# WRITTEN INSTRUCTION 1:
Extract the brisket forum thread below word for word, in full.

# Brisket Help 911



## Airboss (Oct 13, 2005)

Problem:  I brought home a 11 lb brisket (whole packer)  It is approx 2 inches longer than my 15 in grill grate.  I can't imagine how I'd cut 2 inches of this thing without ruining it.  I've heard you can "fold" it under until it cooks itself smaller.  Also hard to imagine while its still in the cryovac.  Advice please.  Oh, you might be tempted by the obvious "next time bring a tape measure" suggestion.  I already know that.


----------



## Guest (Oct 13, 2005)

It can be done.  

http://tvwbb.infopop.cc/groupee/forums/ ... 9680067072

Or some fold the thin end under..   As it shrinks, you should be ok.


----------



## LarryWolfe (Oct 13, 2005)

Airboss said:
			
		

> Problem:  I brought home a 11 lb brisket (whole packer)  It is approx 2 inches longer than my 15 in grill grate.  I can't imagine how I'd cut 2 inches of this thing without ruining it.  I've heard you can "fold" it under until it cooks itself smaller.  Also hard to imagine while its still in the cryovac.  Advice please.  Oh, you might be tempted by the obvious "next time bring a tape measure" suggestion.  I already know that.

# EXCERPTED DATA:
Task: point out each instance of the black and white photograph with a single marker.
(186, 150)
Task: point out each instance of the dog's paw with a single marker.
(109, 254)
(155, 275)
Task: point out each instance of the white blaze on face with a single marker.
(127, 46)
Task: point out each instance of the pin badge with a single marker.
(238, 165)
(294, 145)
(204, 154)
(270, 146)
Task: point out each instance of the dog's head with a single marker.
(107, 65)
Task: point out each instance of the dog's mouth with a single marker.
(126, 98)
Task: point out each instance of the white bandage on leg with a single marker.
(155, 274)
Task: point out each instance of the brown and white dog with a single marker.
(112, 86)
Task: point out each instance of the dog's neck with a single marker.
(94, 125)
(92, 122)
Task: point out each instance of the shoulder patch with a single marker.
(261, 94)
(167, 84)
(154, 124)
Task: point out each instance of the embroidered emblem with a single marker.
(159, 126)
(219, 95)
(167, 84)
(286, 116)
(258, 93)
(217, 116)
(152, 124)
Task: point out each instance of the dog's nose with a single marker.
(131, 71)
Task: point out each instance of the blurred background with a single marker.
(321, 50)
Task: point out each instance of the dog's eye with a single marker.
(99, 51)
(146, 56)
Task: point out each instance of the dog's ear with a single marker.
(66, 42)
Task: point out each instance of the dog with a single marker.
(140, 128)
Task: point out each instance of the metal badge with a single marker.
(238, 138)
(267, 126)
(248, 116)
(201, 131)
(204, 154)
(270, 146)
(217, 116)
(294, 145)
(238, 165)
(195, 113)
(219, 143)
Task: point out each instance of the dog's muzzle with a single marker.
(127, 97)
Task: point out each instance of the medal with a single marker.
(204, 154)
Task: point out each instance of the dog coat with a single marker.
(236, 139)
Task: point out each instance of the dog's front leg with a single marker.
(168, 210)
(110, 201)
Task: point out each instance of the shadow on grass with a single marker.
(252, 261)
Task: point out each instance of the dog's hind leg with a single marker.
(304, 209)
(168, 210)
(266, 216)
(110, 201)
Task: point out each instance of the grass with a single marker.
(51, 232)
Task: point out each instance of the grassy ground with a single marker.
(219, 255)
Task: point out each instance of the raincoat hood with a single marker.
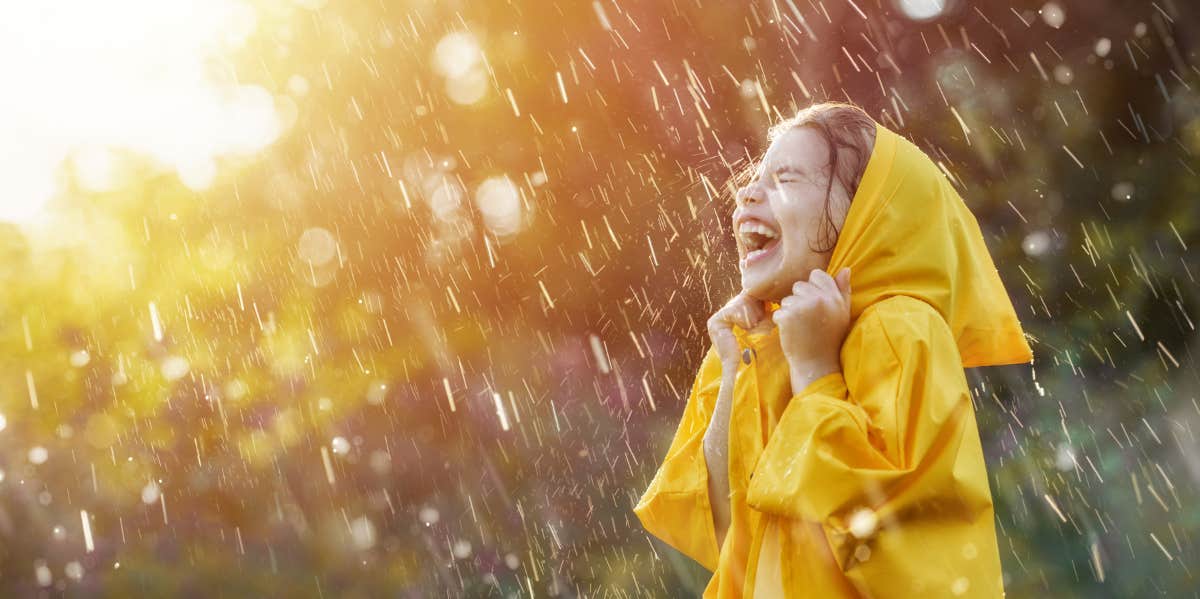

# WRITTEN INSTRUCTION 2:
Write out again only the rows above that start with the line containing "Task: point out each instance of the metal" and go on through the end of the rows, with both ends and every request included. Multiply each coordinate in the answers by 1.7, round to whole numbers with halves going up, and leave out the pictures.

# FULL ANSWER 1:
# Brisket Help 911



## Airboss (Oct 13, 2005)

Problem:  I brought home a 11 lb brisket (whole packer)  It is approx 2 inches longer than my 15 in grill grate.  I can't imagine how I'd cut 2 inches of this thing without ruining it.  I've heard you can "fold" it under until it cooks itself smaller.  Also hard to imagine while its still in the cryovac.  Advice please.  Oh, you might be tempted by the obvious "next time bring a tape measure" suggestion.  I already know that.


----------



## Guest (Oct 13, 2005)

It can be done.  

http://tvwbb.infopop.cc/groupee/forums/ ... 9680067072

Or some fold the thin end under..   As it shrinks, you should be ok.


----------



## LarryWolfe (Oct 13, 2005)

Airboss said:
			
		

> Problem:  I brought home a 11 lb brisket (whole packer)  It is approx 2 inches longer than my 15 in grill grate.  I can't imagine how I'd cut 2 inches of this thing without ruining it.  I've heard you can "fold" it under until it cooks itself smaller.  Also hard to imagine while its still in the cryovac.  Advice please.  Oh, you might be tempted by the obvious "next time bring a tape measure" suggestion.  I already know that.

# FULL ANSWER 2:
Task: point out each instance of the metal badge with a single marker.
(405, 235)
(454, 214)
(422, 197)
(342, 223)
(347, 262)
(459, 248)
(369, 197)
(500, 247)
(405, 281)
(332, 192)
(372, 243)
Task: point out each instance of the dog's muzzle with a single marker.
(216, 165)
Task: point out each instance of the medal with a single marker.
(347, 262)
Task: point out each instance of the dog coat with a single marker.
(401, 236)
Task: point out each instance of the dog's front leg with a single marker.
(286, 357)
(187, 342)
Task: point out each instance of the shadow on grass with a single marker.
(428, 444)
Task: point out each instance of the dog's hind leg with a single marker.
(517, 355)
(286, 357)
(452, 367)
(187, 342)
Task: point out each instance of the grass with a single marker.
(87, 394)
Task: point out each instance of the grassy ground with a single marker.
(372, 434)
Task: point out each instance of the raincoat hood with a single marker.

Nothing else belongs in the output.